Written problem: Write the material out again in full, exactly.

## start

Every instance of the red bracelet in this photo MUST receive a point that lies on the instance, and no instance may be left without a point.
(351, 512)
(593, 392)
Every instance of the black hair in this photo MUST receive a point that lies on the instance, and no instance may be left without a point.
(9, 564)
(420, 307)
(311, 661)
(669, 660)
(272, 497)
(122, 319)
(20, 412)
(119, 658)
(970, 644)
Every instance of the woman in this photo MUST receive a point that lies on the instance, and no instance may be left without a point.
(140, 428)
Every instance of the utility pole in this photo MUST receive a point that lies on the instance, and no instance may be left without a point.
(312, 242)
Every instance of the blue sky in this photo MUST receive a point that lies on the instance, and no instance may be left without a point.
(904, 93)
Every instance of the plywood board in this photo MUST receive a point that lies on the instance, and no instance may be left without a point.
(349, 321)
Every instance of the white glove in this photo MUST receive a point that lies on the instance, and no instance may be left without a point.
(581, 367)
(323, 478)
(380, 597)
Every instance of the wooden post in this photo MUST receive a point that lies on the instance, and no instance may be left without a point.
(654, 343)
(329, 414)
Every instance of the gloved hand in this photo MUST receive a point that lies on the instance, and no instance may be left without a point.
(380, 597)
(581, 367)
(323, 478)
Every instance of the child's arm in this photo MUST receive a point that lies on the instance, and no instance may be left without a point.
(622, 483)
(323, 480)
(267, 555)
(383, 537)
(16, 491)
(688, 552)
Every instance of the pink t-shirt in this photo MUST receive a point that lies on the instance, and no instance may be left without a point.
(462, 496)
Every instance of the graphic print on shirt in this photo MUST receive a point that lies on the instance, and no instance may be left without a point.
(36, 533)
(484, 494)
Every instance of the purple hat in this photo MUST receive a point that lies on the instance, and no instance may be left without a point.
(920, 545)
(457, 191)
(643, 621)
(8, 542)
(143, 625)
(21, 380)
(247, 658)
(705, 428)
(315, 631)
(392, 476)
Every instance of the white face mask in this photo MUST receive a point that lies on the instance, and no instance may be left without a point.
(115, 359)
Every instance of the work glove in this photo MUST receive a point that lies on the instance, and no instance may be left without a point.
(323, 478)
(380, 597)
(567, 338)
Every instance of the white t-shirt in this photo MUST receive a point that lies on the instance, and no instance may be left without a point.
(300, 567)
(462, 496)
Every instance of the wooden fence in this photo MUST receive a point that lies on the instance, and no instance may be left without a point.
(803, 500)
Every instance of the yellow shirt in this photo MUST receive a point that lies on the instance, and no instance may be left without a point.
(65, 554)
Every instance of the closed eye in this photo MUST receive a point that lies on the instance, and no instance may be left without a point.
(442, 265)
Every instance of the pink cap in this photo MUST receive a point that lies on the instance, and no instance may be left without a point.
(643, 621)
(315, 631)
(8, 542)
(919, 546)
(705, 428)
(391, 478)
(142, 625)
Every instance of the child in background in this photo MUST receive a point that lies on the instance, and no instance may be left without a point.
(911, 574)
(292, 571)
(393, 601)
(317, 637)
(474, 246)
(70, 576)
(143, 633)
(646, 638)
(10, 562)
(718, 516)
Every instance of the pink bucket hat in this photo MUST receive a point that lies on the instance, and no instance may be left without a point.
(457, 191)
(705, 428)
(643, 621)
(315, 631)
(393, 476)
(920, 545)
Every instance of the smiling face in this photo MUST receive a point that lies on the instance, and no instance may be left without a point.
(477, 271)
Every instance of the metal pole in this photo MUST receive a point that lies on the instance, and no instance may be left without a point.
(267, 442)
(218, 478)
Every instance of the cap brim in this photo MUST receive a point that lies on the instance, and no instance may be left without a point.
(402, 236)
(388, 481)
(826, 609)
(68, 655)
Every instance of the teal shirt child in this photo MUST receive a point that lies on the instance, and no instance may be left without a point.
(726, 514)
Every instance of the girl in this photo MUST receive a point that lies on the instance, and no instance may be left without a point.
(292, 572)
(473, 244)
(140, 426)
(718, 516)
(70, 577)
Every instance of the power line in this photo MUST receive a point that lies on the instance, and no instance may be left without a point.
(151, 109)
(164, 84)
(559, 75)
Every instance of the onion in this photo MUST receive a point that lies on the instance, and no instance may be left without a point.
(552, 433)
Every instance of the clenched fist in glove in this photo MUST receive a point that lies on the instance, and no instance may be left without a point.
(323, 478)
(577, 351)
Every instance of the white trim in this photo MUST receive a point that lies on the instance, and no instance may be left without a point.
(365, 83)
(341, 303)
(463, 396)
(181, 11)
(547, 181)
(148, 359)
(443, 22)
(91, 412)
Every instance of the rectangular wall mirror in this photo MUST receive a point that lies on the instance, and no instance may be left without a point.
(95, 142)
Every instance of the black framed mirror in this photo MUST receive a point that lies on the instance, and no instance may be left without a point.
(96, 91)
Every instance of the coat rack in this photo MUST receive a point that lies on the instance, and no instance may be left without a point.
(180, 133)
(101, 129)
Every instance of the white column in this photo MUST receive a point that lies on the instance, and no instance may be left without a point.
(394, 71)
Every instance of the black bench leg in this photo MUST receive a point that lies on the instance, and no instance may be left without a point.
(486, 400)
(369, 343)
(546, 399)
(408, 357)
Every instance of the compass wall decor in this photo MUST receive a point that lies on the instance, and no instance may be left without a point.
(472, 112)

## end

Exercise solution:
Every instance of the red bracelet in this photo MUST receive a point that lies on the instance, and no instance may be left without a point.
(351, 512)
(593, 392)
Every instance of the black hair in this photo MUST receive a point that lies on the instance, and no instance may be left without a point.
(9, 564)
(420, 307)
(311, 661)
(669, 660)
(272, 497)
(122, 319)
(20, 412)
(119, 658)
(970, 644)
Every instance of the woman in this photo MUST receive a point that lies on the instance, and no instance may be left without a point.
(140, 428)
Every instance of the utility pole in this photo MUST receive a point that lies on the instance, and no instance may be left without a point.
(312, 242)
Every instance of the blue sky in this photo MUST receive a point that lies on the instance, and no instance may be left without a point.
(904, 93)
Every instance of the plywood board in this photo MUST receive a point that lies on the instance, and no instance may be left without a point.
(349, 321)
Every instance of the white glove in this photo MUST receive a point that lies on the instance, and no instance may be left without a point.
(581, 367)
(323, 478)
(380, 597)
Every instance of the wooden post in this photo MUST receive a point that lies on the instance, and no instance may be left without a point.
(654, 343)
(329, 414)
Every instance of the gloved hand in this photo MUST receive a point that lies on the instance, and no instance may be left without a point.
(380, 597)
(581, 367)
(323, 478)
Every instance of the child's arm in this photo MUST receive a point that lies on the instance, and no instance may be left without a point.
(622, 483)
(323, 480)
(267, 555)
(383, 537)
(16, 491)
(688, 552)
Every instance of the pink t-shirt in this photo MUST receive a point that lies on the instance, and no instance may be left without a point.
(462, 496)
Every instance of the graphic print on shirt in this photo MUST receive a point that lies on the instance, and no instance may be left without a point.
(36, 533)
(484, 494)
Every instance of the purple hat in this photo MUST receive a point that lies on the instance, and no instance may be left without a point.
(920, 545)
(457, 191)
(643, 621)
(8, 542)
(143, 625)
(21, 380)
(247, 658)
(705, 428)
(315, 631)
(392, 476)
Every instance of the white face mask in this photo MUST receive a point that lies on the instance, and no instance may be left without a point.
(115, 359)
Every instance of the work glove in this photo MUST receive a point that lies on the instance, and no instance may be left without a point.
(323, 478)
(380, 597)
(567, 338)
Every instance of the white t-shirt in this photo MUST receive a point that lies on the instance, and no instance may be left without a point.
(300, 567)
(462, 496)
Every instance of the wooden fence in this photo MUST receive a point that lies on the instance, and no instance may be left without a point.
(803, 500)
Every instance of the yellow shirt in this photo MUST receive a point that lies on the instance, and no instance may be left without a point.
(65, 554)
Every instance of the closed eye in this photo MUST receive a point that lies on the instance, and no instance may be left without a point.
(442, 265)
Every instance of the pink cap in this photo MUST receive a point that lies on the instance, and no instance may be left without a point.
(643, 621)
(315, 631)
(8, 542)
(919, 546)
(705, 428)
(391, 478)
(142, 625)
Every instance of the child in background in this photo MUST receive a point that lies on the instance, and no instance may be left without a point.
(911, 574)
(292, 571)
(393, 601)
(317, 637)
(474, 246)
(70, 576)
(143, 633)
(646, 638)
(10, 562)
(718, 516)
Every instance of the pink bucket hat in this photo MUST receive a point that lies on the instance, and no instance may be left without a point.
(457, 191)
(705, 428)
(643, 621)
(315, 631)
(393, 476)
(920, 545)
Every instance of the smiling face in this photo MUST receive a point that lies on the instance, and no instance may be left without a point.
(477, 271)
Every instance of the metal pole in this photo MUST receive a point that lies on the instance, and no instance may be left without a point.
(267, 442)
(218, 478)
Every instance of the cap brim in this photo MUST receive a point that lies on the instance, and no instance may be left without a point.
(402, 236)
(388, 481)
(826, 609)
(68, 655)
Every instance of the teal shirt child in this photo MUST receive a point that lies on the instance, and no instance may be left without a point.
(726, 514)
Every instance of the girl in this photo MUST receive a point that lies on the instance, and no instance may be left without a point.
(292, 572)
(473, 244)
(140, 426)
(718, 516)
(70, 577)
Every instance of the power line in this photo MUST receive a point that lies on the instance, and no instance may be left without a point.
(151, 109)
(164, 84)
(559, 75)
Every instance of the onion in this photo MUST receive a point that lies on the instance, and no instance may be left without a point.
(552, 433)
Every instance of the clenched fist in glove in this photo MUST receive a point that lies on the instance, and no instance may be left without a point.
(323, 478)
(577, 351)
Every instance of the white trim in this photo MUST receive a point that lies on the instance, and no instance may be left without a point.
(365, 83)
(341, 303)
(463, 396)
(181, 11)
(547, 181)
(148, 359)
(443, 22)
(91, 412)
Every instance of the rectangular wall mirror in this photo MUST receive a point that lies on the instance, and no instance may be left without a point.
(95, 142)
Every instance of the black framed mirror in this photo MUST receive a point that lies on the instance, and no instance may be left without a point.
(96, 91)
Every instance of the coat rack in this photo MUST receive a point that lies on the instance, and no instance may be left without a point.
(180, 133)
(101, 129)
Every instance of the white column in this photo MUST receive a point that lies on the instance, and no instance may be left without a point.
(394, 71)
Every instance of the black bench leg in this photo MUST receive a point that lies on the instance, and no instance may be left without a point.
(486, 400)
(369, 343)
(546, 399)
(408, 357)
Every instance of the compass wall decor in this photo MUST receive a point that lies on the instance, and no instance may be left without a point.
(472, 112)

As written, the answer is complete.